## REQUIRED ACTION
An exact reproduction is required of the lines from the beginning of the entries through the line with "the green apple", pictures excluded and nothing added.

Records from a collection
= Beginning of Section =

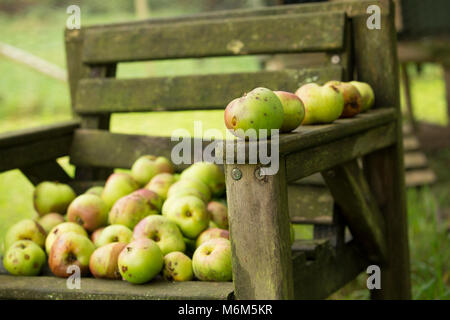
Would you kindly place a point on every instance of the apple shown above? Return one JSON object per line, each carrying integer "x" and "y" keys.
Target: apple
{"x": 114, "y": 233}
{"x": 118, "y": 185}
{"x": 50, "y": 220}
{"x": 212, "y": 260}
{"x": 52, "y": 197}
{"x": 189, "y": 214}
{"x": 26, "y": 229}
{"x": 208, "y": 173}
{"x": 60, "y": 229}
{"x": 161, "y": 184}
{"x": 161, "y": 230}
{"x": 89, "y": 211}
{"x": 366, "y": 92}
{"x": 131, "y": 209}
{"x": 211, "y": 233}
{"x": 294, "y": 110}
{"x": 24, "y": 258}
{"x": 103, "y": 261}
{"x": 69, "y": 249}
{"x": 97, "y": 190}
{"x": 148, "y": 166}
{"x": 352, "y": 98}
{"x": 177, "y": 267}
{"x": 140, "y": 261}
{"x": 218, "y": 213}
{"x": 190, "y": 187}
{"x": 323, "y": 104}
{"x": 96, "y": 234}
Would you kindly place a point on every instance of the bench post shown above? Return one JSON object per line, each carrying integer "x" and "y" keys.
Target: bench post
{"x": 259, "y": 231}
{"x": 377, "y": 64}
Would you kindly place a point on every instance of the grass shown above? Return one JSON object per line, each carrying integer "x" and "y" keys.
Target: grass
{"x": 30, "y": 99}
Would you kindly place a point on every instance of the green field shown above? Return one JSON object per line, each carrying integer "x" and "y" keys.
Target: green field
{"x": 28, "y": 99}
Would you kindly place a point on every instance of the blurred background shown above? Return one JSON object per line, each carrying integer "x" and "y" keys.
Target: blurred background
{"x": 31, "y": 96}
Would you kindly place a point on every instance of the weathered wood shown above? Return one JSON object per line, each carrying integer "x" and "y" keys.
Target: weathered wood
{"x": 235, "y": 36}
{"x": 323, "y": 157}
{"x": 262, "y": 265}
{"x": 188, "y": 92}
{"x": 375, "y": 50}
{"x": 359, "y": 209}
{"x": 18, "y": 137}
{"x": 52, "y": 288}
{"x": 46, "y": 171}
{"x": 329, "y": 271}
{"x": 28, "y": 154}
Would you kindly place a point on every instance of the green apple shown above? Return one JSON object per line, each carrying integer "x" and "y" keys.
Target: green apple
{"x": 366, "y": 92}
{"x": 103, "y": 261}
{"x": 218, "y": 213}
{"x": 52, "y": 197}
{"x": 161, "y": 230}
{"x": 177, "y": 267}
{"x": 26, "y": 229}
{"x": 89, "y": 211}
{"x": 97, "y": 190}
{"x": 208, "y": 173}
{"x": 50, "y": 220}
{"x": 161, "y": 184}
{"x": 131, "y": 209}
{"x": 60, "y": 229}
{"x": 148, "y": 166}
{"x": 212, "y": 260}
{"x": 190, "y": 187}
{"x": 140, "y": 261}
{"x": 24, "y": 258}
{"x": 211, "y": 233}
{"x": 294, "y": 110}
{"x": 189, "y": 214}
{"x": 69, "y": 249}
{"x": 114, "y": 233}
{"x": 117, "y": 186}
{"x": 323, "y": 104}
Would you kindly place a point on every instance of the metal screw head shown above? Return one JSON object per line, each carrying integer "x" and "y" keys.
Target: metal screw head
{"x": 236, "y": 173}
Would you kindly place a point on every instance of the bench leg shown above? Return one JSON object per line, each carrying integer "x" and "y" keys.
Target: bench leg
{"x": 259, "y": 231}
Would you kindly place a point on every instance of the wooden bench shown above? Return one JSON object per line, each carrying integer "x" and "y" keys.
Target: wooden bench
{"x": 360, "y": 159}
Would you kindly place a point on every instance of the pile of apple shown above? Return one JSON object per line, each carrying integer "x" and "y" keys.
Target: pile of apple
{"x": 262, "y": 108}
{"x": 140, "y": 224}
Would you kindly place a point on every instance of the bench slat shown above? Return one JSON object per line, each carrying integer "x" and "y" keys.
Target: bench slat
{"x": 188, "y": 92}
{"x": 195, "y": 39}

= End of Section =

## ANSWER FOR THIS EXERCISE
Would you kindly place a point on every instance of the apple shown above? Return one JSON object per line, each carrying integer "x" and "y" keys.
Target: apple
{"x": 114, "y": 233}
{"x": 118, "y": 185}
{"x": 50, "y": 220}
{"x": 212, "y": 260}
{"x": 52, "y": 197}
{"x": 189, "y": 214}
{"x": 26, "y": 229}
{"x": 208, "y": 173}
{"x": 60, "y": 229}
{"x": 161, "y": 184}
{"x": 161, "y": 230}
{"x": 89, "y": 211}
{"x": 366, "y": 92}
{"x": 131, "y": 209}
{"x": 211, "y": 233}
{"x": 294, "y": 110}
{"x": 24, "y": 258}
{"x": 103, "y": 261}
{"x": 69, "y": 249}
{"x": 97, "y": 190}
{"x": 148, "y": 166}
{"x": 352, "y": 98}
{"x": 177, "y": 267}
{"x": 140, "y": 261}
{"x": 218, "y": 213}
{"x": 190, "y": 187}
{"x": 323, "y": 104}
{"x": 96, "y": 234}
Would you kindly place a point on every instance of the bench post shown above? Return one JSON object per line, each carrying integer "x" and "y" keys.
Target: bench post
{"x": 259, "y": 231}
{"x": 377, "y": 64}
Would you kindly place a point on every instance of the grass shown above? Return one JSON object per line, each carrying integer "x" and "y" keys.
Target: grass
{"x": 30, "y": 99}
Would you kindly place a point on every instance of the green field shown above? Return one JSON object per line, each carrying integer "x" and "y" keys.
Target: green field
{"x": 28, "y": 99}
Would you kindly place a point on every instance of the blurred background shown above? Return one JSON object per line, each carrying integer "x" and "y" keys.
Target: blurred background
{"x": 31, "y": 96}
Would you kindly place a point on every instance of the weathered wood shown above? Return one JSON object per line, each carrying integer "x" and "y" keys.
Target: weathered wood
{"x": 235, "y": 36}
{"x": 323, "y": 157}
{"x": 262, "y": 265}
{"x": 188, "y": 92}
{"x": 375, "y": 50}
{"x": 359, "y": 209}
{"x": 18, "y": 137}
{"x": 52, "y": 288}
{"x": 46, "y": 171}
{"x": 329, "y": 271}
{"x": 28, "y": 154}
Would you kindly place a point on every instance of the green apple shown above? Return one JSON object per line, each carrying integer "x" and "y" keys.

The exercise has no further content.